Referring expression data
Segment Open

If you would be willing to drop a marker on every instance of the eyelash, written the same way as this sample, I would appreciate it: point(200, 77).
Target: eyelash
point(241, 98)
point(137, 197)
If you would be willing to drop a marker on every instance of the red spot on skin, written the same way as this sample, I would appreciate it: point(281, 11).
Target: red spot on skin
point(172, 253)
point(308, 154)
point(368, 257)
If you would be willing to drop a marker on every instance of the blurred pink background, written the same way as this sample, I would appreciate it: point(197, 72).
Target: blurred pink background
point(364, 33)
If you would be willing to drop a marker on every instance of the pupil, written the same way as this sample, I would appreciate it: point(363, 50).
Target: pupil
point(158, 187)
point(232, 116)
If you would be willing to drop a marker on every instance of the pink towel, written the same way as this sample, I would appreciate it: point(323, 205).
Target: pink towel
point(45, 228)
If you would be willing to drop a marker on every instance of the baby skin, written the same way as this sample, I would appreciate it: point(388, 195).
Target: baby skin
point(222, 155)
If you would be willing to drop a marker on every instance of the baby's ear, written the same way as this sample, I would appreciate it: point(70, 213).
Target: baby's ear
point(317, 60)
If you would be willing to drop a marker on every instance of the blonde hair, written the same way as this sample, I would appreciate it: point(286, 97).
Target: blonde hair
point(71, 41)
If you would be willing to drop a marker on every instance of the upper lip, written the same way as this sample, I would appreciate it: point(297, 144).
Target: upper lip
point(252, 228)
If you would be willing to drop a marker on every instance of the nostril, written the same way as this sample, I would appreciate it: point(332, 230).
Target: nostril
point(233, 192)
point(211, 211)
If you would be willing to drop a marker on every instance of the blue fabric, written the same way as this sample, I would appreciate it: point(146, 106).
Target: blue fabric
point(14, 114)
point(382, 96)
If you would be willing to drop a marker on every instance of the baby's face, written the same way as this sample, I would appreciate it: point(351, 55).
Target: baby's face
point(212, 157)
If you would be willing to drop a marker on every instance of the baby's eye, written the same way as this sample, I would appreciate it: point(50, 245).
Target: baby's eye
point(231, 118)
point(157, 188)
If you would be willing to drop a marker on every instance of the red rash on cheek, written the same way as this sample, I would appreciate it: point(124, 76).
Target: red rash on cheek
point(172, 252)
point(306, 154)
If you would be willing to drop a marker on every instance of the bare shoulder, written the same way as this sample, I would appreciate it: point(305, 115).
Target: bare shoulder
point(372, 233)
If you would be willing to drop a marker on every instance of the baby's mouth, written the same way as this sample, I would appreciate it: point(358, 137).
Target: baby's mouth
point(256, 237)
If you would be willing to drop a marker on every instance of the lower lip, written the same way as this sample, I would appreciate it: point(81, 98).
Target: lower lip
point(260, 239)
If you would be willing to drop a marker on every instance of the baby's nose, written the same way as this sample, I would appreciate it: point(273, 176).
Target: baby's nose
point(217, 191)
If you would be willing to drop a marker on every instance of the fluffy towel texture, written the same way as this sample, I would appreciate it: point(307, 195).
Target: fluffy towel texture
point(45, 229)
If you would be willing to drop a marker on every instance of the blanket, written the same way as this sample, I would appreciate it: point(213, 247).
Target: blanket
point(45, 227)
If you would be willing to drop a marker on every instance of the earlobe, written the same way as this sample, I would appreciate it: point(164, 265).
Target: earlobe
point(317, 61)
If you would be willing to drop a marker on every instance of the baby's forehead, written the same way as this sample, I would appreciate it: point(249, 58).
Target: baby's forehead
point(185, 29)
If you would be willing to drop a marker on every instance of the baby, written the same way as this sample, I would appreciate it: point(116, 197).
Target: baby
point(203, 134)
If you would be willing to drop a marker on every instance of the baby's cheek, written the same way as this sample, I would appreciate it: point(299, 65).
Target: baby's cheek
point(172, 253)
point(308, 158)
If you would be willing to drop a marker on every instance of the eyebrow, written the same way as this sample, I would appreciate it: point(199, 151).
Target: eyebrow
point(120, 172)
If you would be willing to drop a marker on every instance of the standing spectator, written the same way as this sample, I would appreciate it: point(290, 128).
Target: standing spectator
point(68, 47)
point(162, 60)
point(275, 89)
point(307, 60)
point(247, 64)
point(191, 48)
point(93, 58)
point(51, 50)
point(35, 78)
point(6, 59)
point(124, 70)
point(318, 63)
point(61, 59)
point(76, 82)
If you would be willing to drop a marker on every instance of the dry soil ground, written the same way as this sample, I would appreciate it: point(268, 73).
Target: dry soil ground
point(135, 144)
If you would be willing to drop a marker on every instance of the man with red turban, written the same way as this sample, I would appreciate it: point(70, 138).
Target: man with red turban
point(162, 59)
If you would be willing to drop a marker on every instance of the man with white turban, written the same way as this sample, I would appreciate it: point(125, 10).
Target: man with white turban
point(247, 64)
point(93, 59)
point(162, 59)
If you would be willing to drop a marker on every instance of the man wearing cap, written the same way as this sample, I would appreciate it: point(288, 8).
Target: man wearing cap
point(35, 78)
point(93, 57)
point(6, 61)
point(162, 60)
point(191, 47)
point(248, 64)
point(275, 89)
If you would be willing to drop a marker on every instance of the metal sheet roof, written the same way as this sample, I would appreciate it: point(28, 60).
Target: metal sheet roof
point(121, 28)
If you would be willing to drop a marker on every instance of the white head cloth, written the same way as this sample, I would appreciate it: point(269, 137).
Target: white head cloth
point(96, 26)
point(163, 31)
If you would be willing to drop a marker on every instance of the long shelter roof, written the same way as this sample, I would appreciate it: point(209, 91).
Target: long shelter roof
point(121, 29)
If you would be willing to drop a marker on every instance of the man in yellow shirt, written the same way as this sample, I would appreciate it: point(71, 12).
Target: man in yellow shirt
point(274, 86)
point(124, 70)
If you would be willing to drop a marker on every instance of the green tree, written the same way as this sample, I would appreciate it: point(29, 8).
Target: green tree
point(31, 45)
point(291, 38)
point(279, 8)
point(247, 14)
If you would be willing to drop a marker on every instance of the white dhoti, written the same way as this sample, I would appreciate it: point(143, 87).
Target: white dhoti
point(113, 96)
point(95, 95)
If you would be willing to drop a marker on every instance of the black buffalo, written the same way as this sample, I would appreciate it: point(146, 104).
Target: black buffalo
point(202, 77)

Segment Closed

# Problem to work on
With the line containing "it: point(143, 87)." as the first and the last line of the records as the final one, print exactly the lines in that span.

# Response below
If you would be willing to drop a marker on every instance of the white dhoti, written the same way as this sample, I would appreciate it: point(143, 87).
Target: white dhoti
point(113, 96)
point(95, 95)
If you would be willing to drop a marker on every instance of the black buffalo, written the same way as this sample, I would appreciate it: point(146, 104).
Target: black buffalo
point(202, 77)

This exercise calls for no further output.